### CONSIGNES
(1) Citez fidèlement le passage du texte sur les inégalités hommes-femmes qui commence par les mots contenant « Les études Women » et s'achève sur « étude FMI-Banque Mondiale). ».
(2) D'après le texte sur les inégalités hommes-femmes, quel pays européen, décrit comme le meilleur élève, ne compte que 23 % de femmes dans ses comités de direction ?

### TEXTE FOURNI
Inégalités hommes-femmes dans l’entreprise et dans l’économie : comment les combattre ?
Mieux comprendre les inégalités hommes-femmes pour engager des changements concrets : telle était l’ambition de l’événement organisé par l’association HEC Débats, en partenariat avec McKinsey France, le 4 décembre dans les locaux d’HEC. La soirée a débuté par la projection du film Numéro Une, qui décrit l’ascension d’une femme aux plus hautes responsabilités d’un groupe du CAC 40. Après une présentation des principaux enseignements de la série d’études « Women Matter », menées par McKinsey depuis près de dix ans, une table-ronde a permis de recueillir les analyses de Tonie Marshall (réalisatrice de Numéro Une ), Cécile Kossoff, Director Global Communications Excellence chez McKinsey, et Olivier Sibony, professeur à HEC.
« Je me réjouis qu’il y ait autant d’hommes dans la salle » se réjouit d’emblée Cécile Kossoff, co-auteure des études Women Matter , menées depuis de nombreuses années par McKinsey sur les questions de diversité et d’égalité hommes-femmes. Au cours de cette décennie, les rapports successifs ont permis de porter un regard à la fois global et détaillé sur les inégalités hommes-femmes dans le monde, les freins, les barrières, et les leviers de changement.
« An enormous waste »
Les études Women Matter menées au fil des années par McKinsey permettent de comprendre que la situation est préoccupante, et qu’elle évolue peu. Les inégalités hommes-femmes restent nombreuses partout dans le monde, à tous les niveaux, qu’il s’agisse de l’accès aux services essentiels (eau, santé, services financiers) dans au moins 40 pays, de la représentation politique (seulement 22% de femmes à des postes ministériels ou parlementaires dans le monde), ou encore des inégalités inscrites dans la loi (90% des pays ont des discriminations dans leur législation, selon une étude FMI-Banque Mondiale).
Au travail, si les femmes représentent 50% des diplômés, elles ne sont que 25% dans les positions de management, et occupent 5% seulement des postes de dirigeants dans les entreprises des pays de l’OCDE (17% des CA et 12% des comités de direction dans les pays du G20). On constate quelques progrès depuis dix ans en Europe, mais on comprend le chemin qui reste à parcourir quand on voit que le meilleur élève européen, la Suède, ne compte que 23% de femmes dans ses comités de direction. Lors de ses rencontres avec les auteurs de l’étude Women Matter, la réaction d’Angel Gurria, le secrétaire général de l’OCDE, a d’ailleurs été sans appel : « This is an enormous waste » .

### FICHES DE DONNÉES

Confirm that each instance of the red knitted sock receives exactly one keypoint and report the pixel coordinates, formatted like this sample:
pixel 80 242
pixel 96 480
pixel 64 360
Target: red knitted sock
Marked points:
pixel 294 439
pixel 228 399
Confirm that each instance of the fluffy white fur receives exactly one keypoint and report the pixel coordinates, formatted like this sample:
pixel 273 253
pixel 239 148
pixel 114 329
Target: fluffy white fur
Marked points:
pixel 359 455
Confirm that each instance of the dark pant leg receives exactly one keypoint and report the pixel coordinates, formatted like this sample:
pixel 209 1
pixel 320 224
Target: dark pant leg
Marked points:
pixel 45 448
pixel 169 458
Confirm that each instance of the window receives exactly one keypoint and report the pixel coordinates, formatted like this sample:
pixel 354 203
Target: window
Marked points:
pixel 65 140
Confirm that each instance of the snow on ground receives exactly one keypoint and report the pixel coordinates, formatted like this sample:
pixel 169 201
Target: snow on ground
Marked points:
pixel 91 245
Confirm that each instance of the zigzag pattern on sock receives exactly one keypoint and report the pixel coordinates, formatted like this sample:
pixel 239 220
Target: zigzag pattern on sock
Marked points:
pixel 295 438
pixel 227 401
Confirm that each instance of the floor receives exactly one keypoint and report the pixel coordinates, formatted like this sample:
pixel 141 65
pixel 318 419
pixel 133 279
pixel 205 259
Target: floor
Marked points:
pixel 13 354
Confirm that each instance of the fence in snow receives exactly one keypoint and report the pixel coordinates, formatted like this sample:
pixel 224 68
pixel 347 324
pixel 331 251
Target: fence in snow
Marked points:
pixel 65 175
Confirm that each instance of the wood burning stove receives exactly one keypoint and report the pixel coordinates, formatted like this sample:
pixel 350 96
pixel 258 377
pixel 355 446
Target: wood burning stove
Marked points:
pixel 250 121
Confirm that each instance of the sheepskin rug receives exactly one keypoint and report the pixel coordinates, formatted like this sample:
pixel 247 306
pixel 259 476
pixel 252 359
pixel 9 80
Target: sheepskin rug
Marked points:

### LISTE DES SOLUTIONS
(1)
Les études Women Matter menées au fil des années par McKinsey permettent de comprendre que la situation est préoccupante, et qu’elle évolue peu. Les inégalités hommes-femmes restent nombreuses partout dans le monde, à tous les niveaux, qu’il s’agisse de l’accès aux services essentiels (eau, santé, services financiers) dans au moins 40 pays, de la représentation politique (seulement 22% de femmes à des postes ministériels ou parlementaires dans le monde), ou encore des inégalités inscrites dans la loi (90% des pays ont des discriminations dans leur législation, selon une étude FMI-Banque Mondiale).

(2) La Suède.